EXTRACT TO READ:
********

• Why Does the NYT Now Support Assange?

    December 14, 2022 // 4 Comments »

    Why did The New York Times, The Guardian, Le Monde, Der Speigel, and El Pais demand that Department of Justice drop most charges against Julian Assange?

    The news organizations recently called on the United States government to drop most of its charges (the charges related to hacking directly with then-Army intel specialist Chelsea Manning are unmentioned) against WikiLeaks founder Julian Assange for publishing classified information. In a letter the media outlets said the prosecution under the Espionage Act “sets a dangerous precedent” that threatened to undermine the First Amendment and global press freedoms broadly. “Obtaining and disclosing sensitive information when necessary in the public interest is a core part of the daily work of journalists. If that work is criminalized, our public discourse and our democracies are made significantly weaker. Holding governments accountable is part of the core mission of a free press in a democracy.”

    Demanding leniency for Assange, who has been fighting extradition from Britain to the U.S. since his arrest there in 2019, seems a noble act. But a complex history precedes Assange.

    In 1971, Daniel Ellsberg leaked the Pentagon Papers, a secret U.S. government-written history of the Vietnam War, to the New York Times. No one had ever published such classified documents before, and reporters at the Times feared they would go to jail under the Espionage Act. A federal court ordered the Times to cease publication after initial excerpts were printed, the first time in U.S. history a federal judge censored a newspaper via prior restraint. In the end, the Supreme Court reversed the lower courts and handed down a victory for the First Amendment in New York Times Company v. United States. The Times won the Pulitzer Prize. Ever since media published secrets as they found them.

********

DATA PROVIDED:
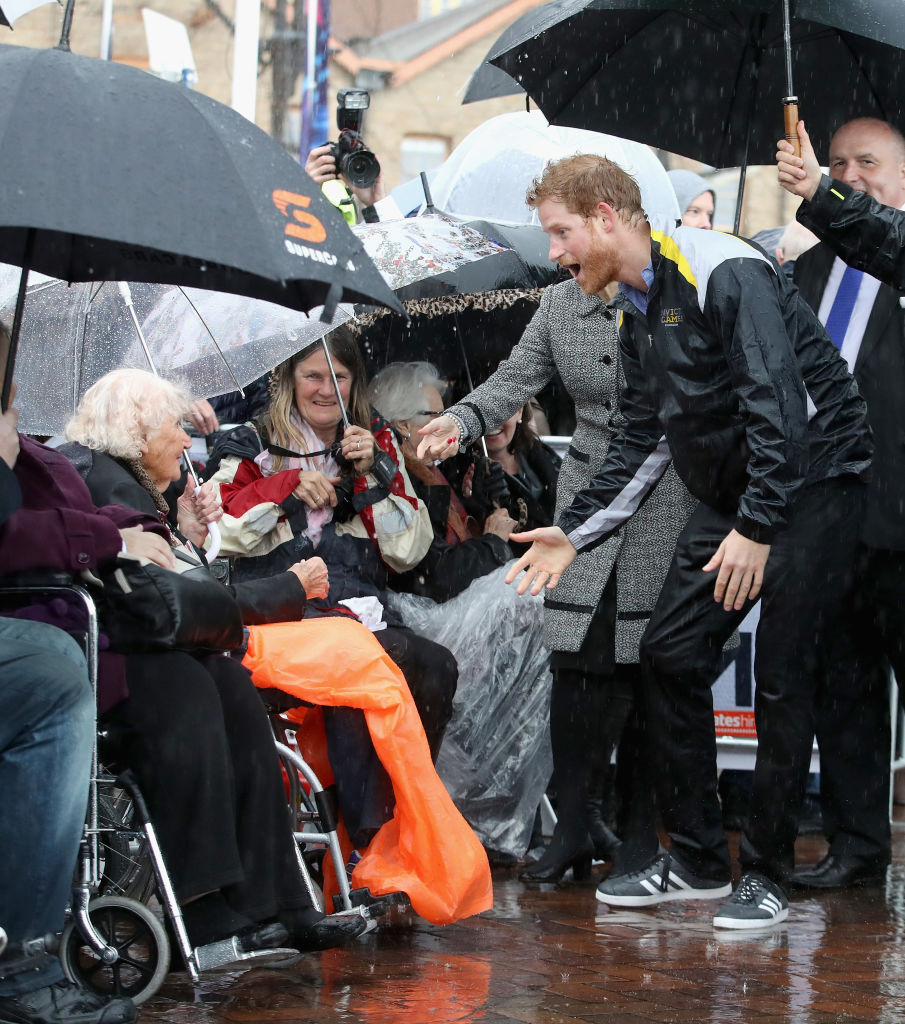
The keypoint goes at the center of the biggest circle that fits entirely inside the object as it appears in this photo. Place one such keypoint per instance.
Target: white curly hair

********

TASKS TO PERFORM:
**A)** Summarize the piece on the NYT and Assange in two sentences.
**B)** Swap "noble" for "admirable" and write out everything in the piece on the NYT and Assange from "Demanding leniency for" down to "history precedes Assange.".

ANSWERS TO THE TASKS:
**A)** Several news organizations, including The New York Times, called on the U.S. government to drop most of its charges against WikiLeaks founder Julian Assange, saying his prosecution under the Espionage Act sets a dangerous precedent for press freedom. The piece notes that a complex history precedes Assange and recalls how the Times published the Pentagon Papers in 1971 and won a First Amendment victory at the Supreme Court.

**B)**
Demanding leniency for Assange, who has been fighting extradition from Britain to the U.S. since his arrest there in 2019, seems a admirable act. But a complex history precedes Assange.